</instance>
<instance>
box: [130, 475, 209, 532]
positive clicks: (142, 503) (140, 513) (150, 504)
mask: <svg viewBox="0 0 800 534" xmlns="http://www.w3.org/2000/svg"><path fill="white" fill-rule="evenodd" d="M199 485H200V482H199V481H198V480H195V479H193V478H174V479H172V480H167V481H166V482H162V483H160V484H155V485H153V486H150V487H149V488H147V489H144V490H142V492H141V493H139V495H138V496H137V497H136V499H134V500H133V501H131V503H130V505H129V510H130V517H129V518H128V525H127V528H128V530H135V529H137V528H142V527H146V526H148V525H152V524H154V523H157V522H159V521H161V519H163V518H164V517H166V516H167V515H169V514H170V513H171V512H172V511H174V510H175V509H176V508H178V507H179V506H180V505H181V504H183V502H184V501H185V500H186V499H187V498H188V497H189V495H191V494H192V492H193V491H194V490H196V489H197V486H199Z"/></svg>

...

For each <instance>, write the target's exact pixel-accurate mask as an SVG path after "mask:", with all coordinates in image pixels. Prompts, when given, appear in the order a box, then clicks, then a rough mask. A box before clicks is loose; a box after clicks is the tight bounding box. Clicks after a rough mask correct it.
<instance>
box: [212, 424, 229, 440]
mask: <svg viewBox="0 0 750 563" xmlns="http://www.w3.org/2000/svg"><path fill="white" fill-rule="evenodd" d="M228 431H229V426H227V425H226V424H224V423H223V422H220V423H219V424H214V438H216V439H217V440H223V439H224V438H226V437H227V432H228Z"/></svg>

==

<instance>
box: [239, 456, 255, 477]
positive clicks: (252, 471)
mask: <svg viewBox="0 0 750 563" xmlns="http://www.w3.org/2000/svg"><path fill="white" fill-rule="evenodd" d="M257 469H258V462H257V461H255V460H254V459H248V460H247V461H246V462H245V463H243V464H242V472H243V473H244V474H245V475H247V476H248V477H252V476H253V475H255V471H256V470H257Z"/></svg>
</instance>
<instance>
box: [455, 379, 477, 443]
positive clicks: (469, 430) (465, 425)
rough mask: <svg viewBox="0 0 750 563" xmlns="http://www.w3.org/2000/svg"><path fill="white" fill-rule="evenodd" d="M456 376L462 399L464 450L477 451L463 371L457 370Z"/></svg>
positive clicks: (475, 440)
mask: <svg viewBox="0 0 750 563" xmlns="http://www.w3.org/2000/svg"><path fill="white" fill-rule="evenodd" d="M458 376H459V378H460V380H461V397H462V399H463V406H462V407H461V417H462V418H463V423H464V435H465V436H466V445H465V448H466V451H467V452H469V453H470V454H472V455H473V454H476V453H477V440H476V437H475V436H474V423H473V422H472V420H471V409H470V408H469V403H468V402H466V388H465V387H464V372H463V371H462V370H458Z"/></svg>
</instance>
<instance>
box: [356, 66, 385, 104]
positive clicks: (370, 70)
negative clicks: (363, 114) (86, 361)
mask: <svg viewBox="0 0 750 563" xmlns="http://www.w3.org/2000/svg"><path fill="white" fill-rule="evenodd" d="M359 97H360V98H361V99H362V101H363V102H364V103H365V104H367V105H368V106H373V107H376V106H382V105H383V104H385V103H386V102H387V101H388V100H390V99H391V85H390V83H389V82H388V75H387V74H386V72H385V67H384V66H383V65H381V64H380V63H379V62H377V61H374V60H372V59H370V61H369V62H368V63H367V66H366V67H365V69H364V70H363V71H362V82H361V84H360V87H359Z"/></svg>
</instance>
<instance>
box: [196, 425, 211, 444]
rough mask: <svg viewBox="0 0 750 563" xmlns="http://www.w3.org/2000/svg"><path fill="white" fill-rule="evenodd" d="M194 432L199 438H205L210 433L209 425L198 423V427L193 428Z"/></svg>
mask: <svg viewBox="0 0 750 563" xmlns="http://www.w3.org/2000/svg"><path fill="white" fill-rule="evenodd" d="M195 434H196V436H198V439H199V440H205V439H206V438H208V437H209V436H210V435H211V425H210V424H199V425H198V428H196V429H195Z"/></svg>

▶ **What the task requires**: Retype, in the same exact form, the lines of the material above from the line holding "positive clicks: (475, 440)" through the line holding "box: [196, 425, 211, 444]".

▶ **Your response**:
positive clicks: (475, 440)
mask: <svg viewBox="0 0 750 563" xmlns="http://www.w3.org/2000/svg"><path fill="white" fill-rule="evenodd" d="M458 376H459V378H460V380H461V397H462V399H463V406H462V407H461V417H462V418H463V423H464V435H465V436H466V445H465V448H466V451H467V452H469V453H470V454H472V455H473V454H476V453H477V440H476V437H475V436H474V423H473V422H472V420H471V409H470V408H469V403H468V402H466V388H465V387H464V372H463V371H462V370H458Z"/></svg>
</instance>
<instance>
box: [356, 66, 385, 104]
positive clicks: (370, 70)
negative clicks: (363, 114) (86, 361)
mask: <svg viewBox="0 0 750 563" xmlns="http://www.w3.org/2000/svg"><path fill="white" fill-rule="evenodd" d="M359 97H360V98H361V99H362V101H363V102H364V103H365V104H367V105H368V106H373V107H376V106H382V105H383V104H385V103H386V102H387V101H388V100H390V99H391V85H390V83H389V82H388V75H387V74H386V72H385V67H384V66H383V65H381V64H380V63H379V62H377V61H374V60H372V59H370V61H369V62H368V63H367V66H366V67H365V69H364V70H363V71H362V82H361V84H360V87H359Z"/></svg>
</instance>
<instance>
box: [196, 425, 211, 444]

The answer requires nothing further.